==== Information given

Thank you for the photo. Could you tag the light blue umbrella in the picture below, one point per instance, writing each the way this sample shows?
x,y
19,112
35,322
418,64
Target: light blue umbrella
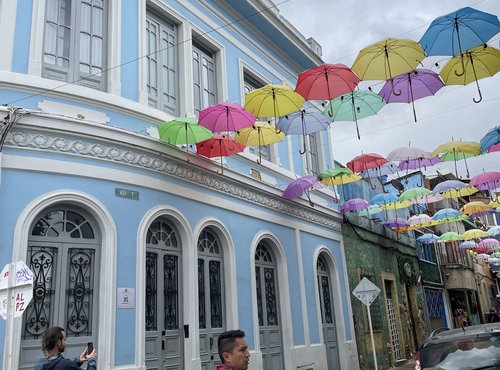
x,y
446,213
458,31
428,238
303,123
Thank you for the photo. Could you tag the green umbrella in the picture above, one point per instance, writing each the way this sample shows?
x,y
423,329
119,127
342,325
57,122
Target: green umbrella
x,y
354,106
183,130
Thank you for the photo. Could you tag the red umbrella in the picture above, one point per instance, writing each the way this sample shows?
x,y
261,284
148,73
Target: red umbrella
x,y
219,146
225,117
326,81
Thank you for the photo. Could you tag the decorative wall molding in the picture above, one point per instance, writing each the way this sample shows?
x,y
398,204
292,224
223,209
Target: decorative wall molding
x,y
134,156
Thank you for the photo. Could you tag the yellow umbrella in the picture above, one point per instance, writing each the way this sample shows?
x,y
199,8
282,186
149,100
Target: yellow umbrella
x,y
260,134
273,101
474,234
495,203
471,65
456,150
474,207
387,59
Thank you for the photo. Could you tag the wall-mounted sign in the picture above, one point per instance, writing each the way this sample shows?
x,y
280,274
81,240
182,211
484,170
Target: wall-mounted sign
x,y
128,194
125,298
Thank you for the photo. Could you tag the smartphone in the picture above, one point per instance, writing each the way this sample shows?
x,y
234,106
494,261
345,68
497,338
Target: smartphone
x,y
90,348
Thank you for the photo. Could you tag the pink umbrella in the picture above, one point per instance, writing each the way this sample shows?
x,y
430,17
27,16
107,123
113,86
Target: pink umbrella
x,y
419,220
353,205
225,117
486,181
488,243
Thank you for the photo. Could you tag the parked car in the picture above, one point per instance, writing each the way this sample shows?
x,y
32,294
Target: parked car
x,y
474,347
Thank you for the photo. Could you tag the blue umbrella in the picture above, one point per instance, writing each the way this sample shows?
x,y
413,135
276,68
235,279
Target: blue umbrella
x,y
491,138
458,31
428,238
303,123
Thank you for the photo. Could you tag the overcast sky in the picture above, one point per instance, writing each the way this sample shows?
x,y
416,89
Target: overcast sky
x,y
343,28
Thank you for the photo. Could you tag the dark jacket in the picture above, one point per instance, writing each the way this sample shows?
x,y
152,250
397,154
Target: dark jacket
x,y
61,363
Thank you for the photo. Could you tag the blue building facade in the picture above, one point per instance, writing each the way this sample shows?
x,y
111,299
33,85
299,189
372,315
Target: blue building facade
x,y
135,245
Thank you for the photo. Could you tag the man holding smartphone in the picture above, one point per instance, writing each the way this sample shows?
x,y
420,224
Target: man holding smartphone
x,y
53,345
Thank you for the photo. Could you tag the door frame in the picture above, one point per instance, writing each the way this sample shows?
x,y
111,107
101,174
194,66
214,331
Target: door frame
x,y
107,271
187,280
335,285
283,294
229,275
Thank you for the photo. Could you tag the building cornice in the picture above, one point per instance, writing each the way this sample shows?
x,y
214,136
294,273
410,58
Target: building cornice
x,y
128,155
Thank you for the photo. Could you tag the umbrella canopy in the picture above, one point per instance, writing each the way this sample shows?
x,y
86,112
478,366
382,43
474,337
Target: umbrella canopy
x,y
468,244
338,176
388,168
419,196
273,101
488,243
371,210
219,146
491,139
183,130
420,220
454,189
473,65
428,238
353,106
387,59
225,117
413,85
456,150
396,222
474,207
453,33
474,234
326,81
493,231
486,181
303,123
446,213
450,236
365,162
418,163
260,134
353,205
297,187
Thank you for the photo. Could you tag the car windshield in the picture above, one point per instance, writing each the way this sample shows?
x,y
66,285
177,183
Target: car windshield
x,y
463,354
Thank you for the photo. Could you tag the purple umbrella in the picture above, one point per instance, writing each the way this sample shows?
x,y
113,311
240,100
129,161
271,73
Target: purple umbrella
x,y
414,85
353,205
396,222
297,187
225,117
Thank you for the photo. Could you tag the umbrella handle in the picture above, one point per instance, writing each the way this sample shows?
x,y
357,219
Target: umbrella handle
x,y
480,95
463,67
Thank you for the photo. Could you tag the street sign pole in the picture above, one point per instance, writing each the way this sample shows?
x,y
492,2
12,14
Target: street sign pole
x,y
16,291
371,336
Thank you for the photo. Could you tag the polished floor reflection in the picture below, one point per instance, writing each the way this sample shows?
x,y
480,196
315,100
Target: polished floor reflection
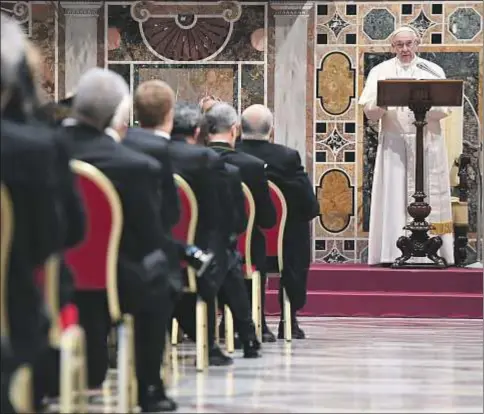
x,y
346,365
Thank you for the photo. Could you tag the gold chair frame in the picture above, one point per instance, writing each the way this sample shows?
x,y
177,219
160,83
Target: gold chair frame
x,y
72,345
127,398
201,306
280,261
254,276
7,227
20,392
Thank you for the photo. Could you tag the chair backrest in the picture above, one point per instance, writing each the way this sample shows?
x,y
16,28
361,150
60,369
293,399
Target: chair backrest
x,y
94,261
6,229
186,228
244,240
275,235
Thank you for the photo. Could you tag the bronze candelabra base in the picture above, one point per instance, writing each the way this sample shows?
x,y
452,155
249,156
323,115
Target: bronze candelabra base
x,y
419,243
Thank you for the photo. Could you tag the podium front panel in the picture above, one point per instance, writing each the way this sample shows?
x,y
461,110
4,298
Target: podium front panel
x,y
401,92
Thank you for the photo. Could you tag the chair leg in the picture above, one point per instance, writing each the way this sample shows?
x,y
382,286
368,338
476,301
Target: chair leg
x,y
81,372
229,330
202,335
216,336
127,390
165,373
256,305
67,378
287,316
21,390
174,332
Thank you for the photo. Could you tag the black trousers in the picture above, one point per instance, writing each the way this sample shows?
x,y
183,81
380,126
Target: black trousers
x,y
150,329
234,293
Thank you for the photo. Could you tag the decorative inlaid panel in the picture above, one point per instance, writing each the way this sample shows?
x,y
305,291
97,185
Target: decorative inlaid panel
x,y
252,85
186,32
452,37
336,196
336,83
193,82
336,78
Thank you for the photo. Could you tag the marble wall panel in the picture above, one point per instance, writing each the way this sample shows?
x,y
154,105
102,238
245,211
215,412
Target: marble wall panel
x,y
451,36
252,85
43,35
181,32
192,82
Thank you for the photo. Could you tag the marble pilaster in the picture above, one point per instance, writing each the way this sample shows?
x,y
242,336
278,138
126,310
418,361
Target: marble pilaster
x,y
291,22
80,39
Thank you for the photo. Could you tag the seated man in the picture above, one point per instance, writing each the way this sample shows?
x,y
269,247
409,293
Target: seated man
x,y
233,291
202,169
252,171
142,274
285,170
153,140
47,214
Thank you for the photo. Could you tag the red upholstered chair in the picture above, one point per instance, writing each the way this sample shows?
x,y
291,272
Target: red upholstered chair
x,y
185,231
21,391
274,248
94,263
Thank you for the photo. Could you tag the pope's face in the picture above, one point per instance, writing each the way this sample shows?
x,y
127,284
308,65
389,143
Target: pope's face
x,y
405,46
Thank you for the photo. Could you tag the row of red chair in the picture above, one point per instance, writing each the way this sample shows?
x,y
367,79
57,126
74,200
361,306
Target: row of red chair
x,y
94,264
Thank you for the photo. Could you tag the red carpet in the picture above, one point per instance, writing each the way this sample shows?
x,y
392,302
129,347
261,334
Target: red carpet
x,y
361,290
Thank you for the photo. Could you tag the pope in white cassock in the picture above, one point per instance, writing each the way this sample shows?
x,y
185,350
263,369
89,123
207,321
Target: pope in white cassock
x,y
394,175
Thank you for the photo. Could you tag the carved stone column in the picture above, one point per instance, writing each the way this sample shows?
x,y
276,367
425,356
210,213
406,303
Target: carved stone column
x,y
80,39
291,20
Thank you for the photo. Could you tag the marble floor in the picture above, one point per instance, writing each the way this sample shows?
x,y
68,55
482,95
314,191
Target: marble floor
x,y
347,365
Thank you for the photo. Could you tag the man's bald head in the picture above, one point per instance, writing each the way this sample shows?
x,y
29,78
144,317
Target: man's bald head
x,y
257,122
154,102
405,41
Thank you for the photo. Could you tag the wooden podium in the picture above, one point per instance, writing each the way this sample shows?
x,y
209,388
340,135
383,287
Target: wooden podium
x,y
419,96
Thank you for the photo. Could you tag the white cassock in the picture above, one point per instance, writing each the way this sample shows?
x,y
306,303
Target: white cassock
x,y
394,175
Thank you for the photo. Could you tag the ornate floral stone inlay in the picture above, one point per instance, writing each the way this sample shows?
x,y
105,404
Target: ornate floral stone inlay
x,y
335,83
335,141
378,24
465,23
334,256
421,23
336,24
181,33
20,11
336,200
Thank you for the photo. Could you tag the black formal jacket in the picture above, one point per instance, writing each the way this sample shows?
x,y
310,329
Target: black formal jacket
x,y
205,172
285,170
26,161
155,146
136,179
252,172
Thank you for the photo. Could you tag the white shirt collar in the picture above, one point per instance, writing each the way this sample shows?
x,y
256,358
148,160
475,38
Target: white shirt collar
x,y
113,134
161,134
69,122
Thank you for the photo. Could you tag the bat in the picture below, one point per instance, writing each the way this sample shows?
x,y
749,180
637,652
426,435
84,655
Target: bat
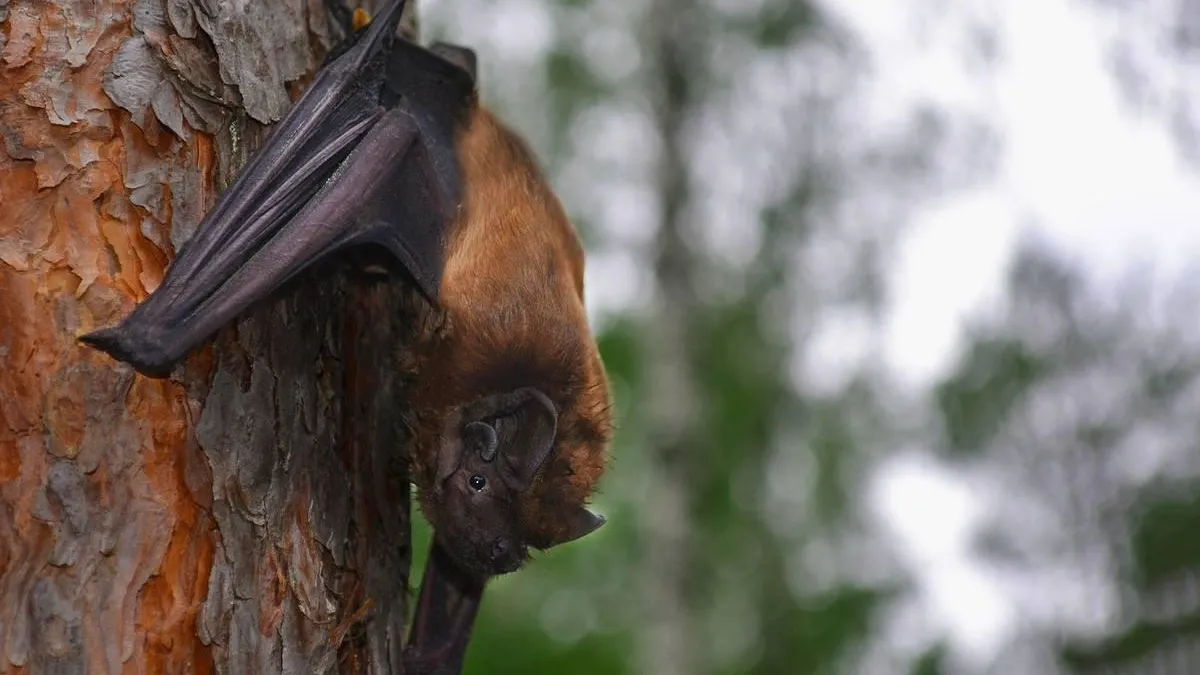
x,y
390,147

========

Please quote the records above exactly, beginning at the line that contains "Thank you for the photo. Could you tag the carved" and ending at their last line. Leave the pictures out.

Thank you for the photo. Could you tag the carved stone column in the picture above, one point per instance, writing each the way this sample shows?
x,y
276,367
425,356
210,213
406,303
Target: carved stone column
x,y
80,39
291,20
Thank you for the photo. Could you tag the marble floor in the picture above, one point per instance, writing each the way this sample shows?
x,y
68,55
482,95
314,191
Target: marble floor
x,y
347,365
Thank you for the photo. Could you tag the man's bald head in the picture above, one point per instance, writing each the way this sample shows?
x,y
29,78
144,317
Target: man's bald head
x,y
257,122
154,102
405,41
Thank you for the photo. Could you tag the wooden podium in the picture above, one point per instance, writing each the way this sample shows?
x,y
209,388
340,135
383,287
Target: wooden podium
x,y
419,96
Thank you for the photo. Could you tag the white cassock in the picture above, one point per instance, writing each the way this sample shows?
x,y
306,303
Target: white cassock
x,y
394,175
Thank you for the photo. Could you tag the ornate floral stone inlay in the picture above, one point per instance, writing each the way this sample shows?
x,y
105,404
Target: ornate floral stone inlay
x,y
335,83
335,141
378,24
465,23
334,256
421,23
336,24
181,33
20,11
336,200
Thank you for the photo. Could you tag the black formal jacket in the picture above, one point per instance, writing each the way this sample shows?
x,y
310,329
Target: black formal jacket
x,y
205,172
285,170
26,161
155,146
136,179
252,172
Thank you for the photo. Could you tag the white shirt collar in the picture above, one point per instance, writing each the way this sample shows?
x,y
256,358
148,160
475,38
Target: white shirt collar
x,y
113,134
161,134
69,122
Thank you for the photo. Could you tag the bat in the picture below, one point per instance, writing each the way this sample shows?
x,y
749,180
637,652
426,435
84,655
Target: bat
x,y
390,147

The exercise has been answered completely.